Exercise requirements.
For each record below, retype the text exactly and omit any image.

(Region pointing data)
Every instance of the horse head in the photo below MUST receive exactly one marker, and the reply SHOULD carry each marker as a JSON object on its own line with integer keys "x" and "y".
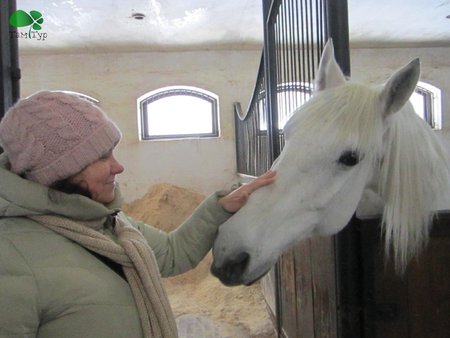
{"x": 334, "y": 149}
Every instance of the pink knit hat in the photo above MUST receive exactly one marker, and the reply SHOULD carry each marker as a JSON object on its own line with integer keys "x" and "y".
{"x": 52, "y": 135}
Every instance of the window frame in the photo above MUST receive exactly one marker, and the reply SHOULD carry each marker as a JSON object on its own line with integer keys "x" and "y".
{"x": 432, "y": 105}
{"x": 164, "y": 92}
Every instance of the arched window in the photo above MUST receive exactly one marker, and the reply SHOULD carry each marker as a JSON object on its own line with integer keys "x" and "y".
{"x": 426, "y": 100}
{"x": 178, "y": 112}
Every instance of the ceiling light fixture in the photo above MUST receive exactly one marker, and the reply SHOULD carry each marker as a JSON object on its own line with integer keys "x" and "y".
{"x": 138, "y": 16}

Solved exercise.
Every instance of the horse head in the photo below MUST receive exactly one marker, and the reply SHOULD carry each marker as a JSON object on its own line with integer keys "x" and "y".
{"x": 334, "y": 149}
Every instance of the pink knit hat in the photo above MUST receive exactly one marker, and the reply SHOULD carry each marker as a JSON object on its own line with integer keys "x" and "y".
{"x": 52, "y": 135}
Every instance of the window frame in the photo above MUST receive exactly one marker, and the reply SHOULD carry each marker as a JSON object on its own line with integer keys "x" and "y".
{"x": 432, "y": 105}
{"x": 164, "y": 92}
Every instance of the arched window in the photo above MUST receive exactly one marker, and the reply SHOULD carry each marker as a JSON object on its own line with integer keys "x" and "y".
{"x": 426, "y": 100}
{"x": 178, "y": 112}
Every instance of the ceiling light fixture in the photo above MUST receive exactly one marker, and the reply SHOULD carry each marker as a JSON object on its own line with integer keys "x" and "y".
{"x": 138, "y": 16}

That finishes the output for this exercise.